* **Given request**: Copy out every line of the material below that contains the string "outlet". Case counts.

* **Rows from a pointing dataset**:
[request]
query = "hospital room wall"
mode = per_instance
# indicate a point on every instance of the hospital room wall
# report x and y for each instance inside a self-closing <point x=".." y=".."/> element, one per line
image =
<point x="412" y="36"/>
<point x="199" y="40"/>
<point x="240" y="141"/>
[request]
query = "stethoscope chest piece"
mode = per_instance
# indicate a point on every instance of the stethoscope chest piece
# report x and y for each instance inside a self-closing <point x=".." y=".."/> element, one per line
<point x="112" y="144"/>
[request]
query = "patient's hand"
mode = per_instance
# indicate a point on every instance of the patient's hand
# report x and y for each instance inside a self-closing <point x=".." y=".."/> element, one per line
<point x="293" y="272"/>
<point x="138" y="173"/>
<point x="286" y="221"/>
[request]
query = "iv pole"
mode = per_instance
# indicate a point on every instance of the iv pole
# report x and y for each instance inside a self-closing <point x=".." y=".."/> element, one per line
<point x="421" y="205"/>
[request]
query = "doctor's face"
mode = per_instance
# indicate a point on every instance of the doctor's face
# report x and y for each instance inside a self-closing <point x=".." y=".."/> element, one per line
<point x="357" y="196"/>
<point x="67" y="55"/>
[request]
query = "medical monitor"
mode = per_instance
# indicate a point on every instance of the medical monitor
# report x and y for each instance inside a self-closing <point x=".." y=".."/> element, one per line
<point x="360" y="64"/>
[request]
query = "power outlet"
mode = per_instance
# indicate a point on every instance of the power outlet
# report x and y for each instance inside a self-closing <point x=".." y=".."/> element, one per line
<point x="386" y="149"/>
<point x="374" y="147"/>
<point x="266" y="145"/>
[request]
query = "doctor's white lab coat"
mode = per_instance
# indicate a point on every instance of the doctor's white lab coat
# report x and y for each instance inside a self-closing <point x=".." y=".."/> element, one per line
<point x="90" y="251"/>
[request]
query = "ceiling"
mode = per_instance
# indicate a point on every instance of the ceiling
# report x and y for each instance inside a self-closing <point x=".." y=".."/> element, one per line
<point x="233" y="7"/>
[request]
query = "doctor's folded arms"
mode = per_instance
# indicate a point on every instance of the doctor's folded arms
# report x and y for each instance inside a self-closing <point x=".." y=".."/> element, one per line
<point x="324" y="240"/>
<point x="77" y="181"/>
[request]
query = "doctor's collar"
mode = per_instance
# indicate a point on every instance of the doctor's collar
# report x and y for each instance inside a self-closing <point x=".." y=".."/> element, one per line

* **Response to this exercise**:
query = "power outlet"
# indicate a point on every instance of the power outlet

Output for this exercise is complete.